§ What is needed
Exact copies of all the records are to be output.

─── Records shown

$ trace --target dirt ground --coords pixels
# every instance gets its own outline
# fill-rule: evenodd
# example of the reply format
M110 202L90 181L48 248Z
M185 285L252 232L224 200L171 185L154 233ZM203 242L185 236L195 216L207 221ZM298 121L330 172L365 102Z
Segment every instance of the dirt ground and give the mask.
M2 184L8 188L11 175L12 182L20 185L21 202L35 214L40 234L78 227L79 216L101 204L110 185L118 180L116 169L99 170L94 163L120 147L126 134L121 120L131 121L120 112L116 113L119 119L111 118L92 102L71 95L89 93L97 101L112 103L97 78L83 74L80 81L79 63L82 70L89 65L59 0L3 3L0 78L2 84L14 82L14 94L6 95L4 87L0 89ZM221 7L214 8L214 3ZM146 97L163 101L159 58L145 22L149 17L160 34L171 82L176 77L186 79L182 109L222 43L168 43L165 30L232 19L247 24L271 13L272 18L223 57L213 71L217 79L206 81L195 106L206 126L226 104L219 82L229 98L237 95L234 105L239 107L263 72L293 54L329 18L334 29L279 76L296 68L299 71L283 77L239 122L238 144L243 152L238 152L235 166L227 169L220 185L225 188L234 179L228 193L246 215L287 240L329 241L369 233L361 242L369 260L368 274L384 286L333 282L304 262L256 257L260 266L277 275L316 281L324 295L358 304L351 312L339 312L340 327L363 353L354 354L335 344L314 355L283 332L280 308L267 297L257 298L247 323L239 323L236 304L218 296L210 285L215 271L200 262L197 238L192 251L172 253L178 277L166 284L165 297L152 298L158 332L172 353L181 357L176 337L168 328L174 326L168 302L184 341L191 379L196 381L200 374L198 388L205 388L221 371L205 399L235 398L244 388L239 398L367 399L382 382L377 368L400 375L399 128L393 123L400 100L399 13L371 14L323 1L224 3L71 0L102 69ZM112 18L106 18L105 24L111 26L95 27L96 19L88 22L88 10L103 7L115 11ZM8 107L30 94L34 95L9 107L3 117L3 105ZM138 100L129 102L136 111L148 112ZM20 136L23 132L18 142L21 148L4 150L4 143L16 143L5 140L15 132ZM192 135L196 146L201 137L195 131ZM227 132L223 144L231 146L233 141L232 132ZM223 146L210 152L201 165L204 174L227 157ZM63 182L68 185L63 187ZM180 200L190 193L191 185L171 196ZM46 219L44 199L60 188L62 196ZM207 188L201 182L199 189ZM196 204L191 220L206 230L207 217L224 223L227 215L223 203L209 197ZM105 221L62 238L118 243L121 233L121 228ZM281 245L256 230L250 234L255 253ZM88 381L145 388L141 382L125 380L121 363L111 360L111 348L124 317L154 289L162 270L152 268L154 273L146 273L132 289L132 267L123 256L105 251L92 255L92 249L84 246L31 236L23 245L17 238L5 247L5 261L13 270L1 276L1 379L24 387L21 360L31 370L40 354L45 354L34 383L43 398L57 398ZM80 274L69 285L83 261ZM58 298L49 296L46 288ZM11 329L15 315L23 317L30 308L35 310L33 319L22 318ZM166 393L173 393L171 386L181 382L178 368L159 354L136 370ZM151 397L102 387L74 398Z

──────

§ Answer section
$ trace --target dirt ground --coords pixels
# every instance gets its own outline
# fill-rule: evenodd
# example of the reply format
M110 202L90 181L48 248Z
M185 285L252 232L224 200L171 185L154 233ZM203 242L185 236L195 216L207 221ZM298 121L330 172L365 102Z
Segment every instance of the dirt ground and give the mask.
M2 184L8 188L11 175L12 182L20 185L21 202L35 214L40 234L78 227L79 216L101 204L110 185L118 180L116 169L99 170L94 163L120 147L126 134L121 120L131 121L120 112L116 113L119 119L111 118L92 102L71 95L89 93L97 101L112 103L97 78L83 74L80 81L79 63L82 70L89 65L59 0L3 3L0 78L2 84L14 82L14 94L6 95L4 87L0 89ZM221 7L214 8L214 3ZM146 97L163 101L159 58L145 22L149 17L160 34L171 82L176 77L186 79L182 109L222 43L168 43L165 30L232 19L247 24L271 13L272 18L223 57L213 71L217 79L206 81L195 106L206 126L226 104L219 82L229 98L237 95L234 105L239 107L263 72L293 54L329 18L334 29L279 76L296 68L299 71L283 77L239 122L238 144L243 152L238 152L235 166L227 169L220 185L225 188L234 179L228 193L246 215L287 240L329 241L369 233L361 242L369 260L368 274L384 286L333 282L304 262L256 257L260 266L277 275L316 281L324 295L358 304L351 312L339 312L340 327L363 353L354 354L335 344L314 355L283 332L280 308L267 297L257 298L247 323L239 323L236 304L218 296L210 285L215 271L200 262L197 238L192 251L172 253L178 277L166 284L165 297L152 298L158 332L172 353L181 357L176 337L168 328L174 326L168 302L184 341L191 379L196 381L200 374L198 388L205 388L221 371L205 399L235 398L244 388L239 398L367 399L382 382L377 368L400 375L399 128L393 123L400 100L399 13L371 14L323 1L224 3L71 0L102 69ZM112 18L106 18L105 24L111 26L95 27L96 19L88 22L88 10L103 7L115 11ZM8 107L30 94L34 95L9 107L3 117L3 105ZM138 100L129 102L136 111L148 112ZM20 136L23 132L18 142L21 148L4 150L4 143L16 143L5 140L15 132ZM192 135L196 146L201 137L195 131ZM227 132L223 144L231 146L233 141L232 132ZM223 146L210 152L201 165L204 174L227 157ZM63 182L68 185L63 187ZM180 200L190 193L191 185L171 196ZM46 219L44 199L60 188L62 196ZM207 188L201 182L199 189ZM196 204L191 220L206 230L207 217L224 223L227 215L223 203L209 197ZM105 221L62 238L118 243L121 233L121 228ZM281 245L256 230L250 234L255 253ZM88 381L145 388L141 382L125 380L121 363L111 360L111 348L124 317L154 289L162 270L152 268L154 273L146 273L132 289L132 267L123 256L105 251L92 255L92 249L84 246L31 236L23 245L17 238L5 247L5 261L13 270L1 276L1 379L24 387L21 360L31 370L40 354L45 354L34 383L43 398L57 398ZM80 274L69 285L83 261ZM58 298L49 296L46 288ZM11 329L15 315L23 317L30 308L35 310L33 319L22 318ZM166 393L173 393L171 386L181 382L178 368L159 354L136 370ZM151 397L102 387L74 398Z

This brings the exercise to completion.